Exercise goal.
Reproduce every line of the items from the line with "Where can the oven" to the line with "point(112, 354)", requests included. Shift each coordinate in the answer points by -13, and leave the requests and their sample notation unchanged.

----------

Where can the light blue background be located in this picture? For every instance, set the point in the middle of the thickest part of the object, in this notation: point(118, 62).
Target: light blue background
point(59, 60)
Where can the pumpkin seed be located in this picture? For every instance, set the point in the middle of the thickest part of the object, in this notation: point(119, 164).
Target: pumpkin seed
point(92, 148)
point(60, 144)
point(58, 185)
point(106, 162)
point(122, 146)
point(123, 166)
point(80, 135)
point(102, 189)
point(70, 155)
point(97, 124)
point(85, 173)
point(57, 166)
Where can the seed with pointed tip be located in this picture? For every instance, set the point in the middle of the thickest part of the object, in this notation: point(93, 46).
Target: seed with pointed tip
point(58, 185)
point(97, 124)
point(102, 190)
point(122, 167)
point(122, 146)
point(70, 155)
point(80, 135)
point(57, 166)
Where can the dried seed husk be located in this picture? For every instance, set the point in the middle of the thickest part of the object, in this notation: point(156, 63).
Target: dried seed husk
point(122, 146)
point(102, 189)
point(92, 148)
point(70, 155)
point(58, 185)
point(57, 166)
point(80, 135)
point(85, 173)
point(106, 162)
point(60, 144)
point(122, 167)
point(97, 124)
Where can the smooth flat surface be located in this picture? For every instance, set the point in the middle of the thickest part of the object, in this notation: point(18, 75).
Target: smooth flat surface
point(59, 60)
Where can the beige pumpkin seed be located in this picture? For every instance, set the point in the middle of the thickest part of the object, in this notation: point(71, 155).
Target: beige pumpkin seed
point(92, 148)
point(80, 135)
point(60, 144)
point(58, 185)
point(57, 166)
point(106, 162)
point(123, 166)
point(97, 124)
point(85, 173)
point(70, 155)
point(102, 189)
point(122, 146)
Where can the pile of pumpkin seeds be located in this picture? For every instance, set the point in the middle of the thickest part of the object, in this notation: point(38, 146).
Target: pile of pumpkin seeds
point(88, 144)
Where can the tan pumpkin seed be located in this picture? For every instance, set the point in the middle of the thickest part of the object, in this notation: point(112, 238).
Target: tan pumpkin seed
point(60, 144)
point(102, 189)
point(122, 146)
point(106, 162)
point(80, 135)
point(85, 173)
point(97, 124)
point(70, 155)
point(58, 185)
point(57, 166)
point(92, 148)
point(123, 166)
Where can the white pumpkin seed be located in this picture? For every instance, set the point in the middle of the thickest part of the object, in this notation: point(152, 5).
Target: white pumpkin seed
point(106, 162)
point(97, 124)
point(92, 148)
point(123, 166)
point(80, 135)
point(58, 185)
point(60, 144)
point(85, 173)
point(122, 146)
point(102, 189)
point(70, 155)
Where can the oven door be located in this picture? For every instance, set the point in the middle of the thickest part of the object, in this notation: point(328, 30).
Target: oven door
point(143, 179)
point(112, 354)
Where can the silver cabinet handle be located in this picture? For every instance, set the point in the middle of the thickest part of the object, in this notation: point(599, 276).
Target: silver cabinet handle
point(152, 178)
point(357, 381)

----------

Solution to this task.
Where can the oven door be located in this picture? For every instance, set the point in the middle of the thickest part of the object, in this notation: point(328, 30).
Target: oven door
point(130, 166)
point(99, 341)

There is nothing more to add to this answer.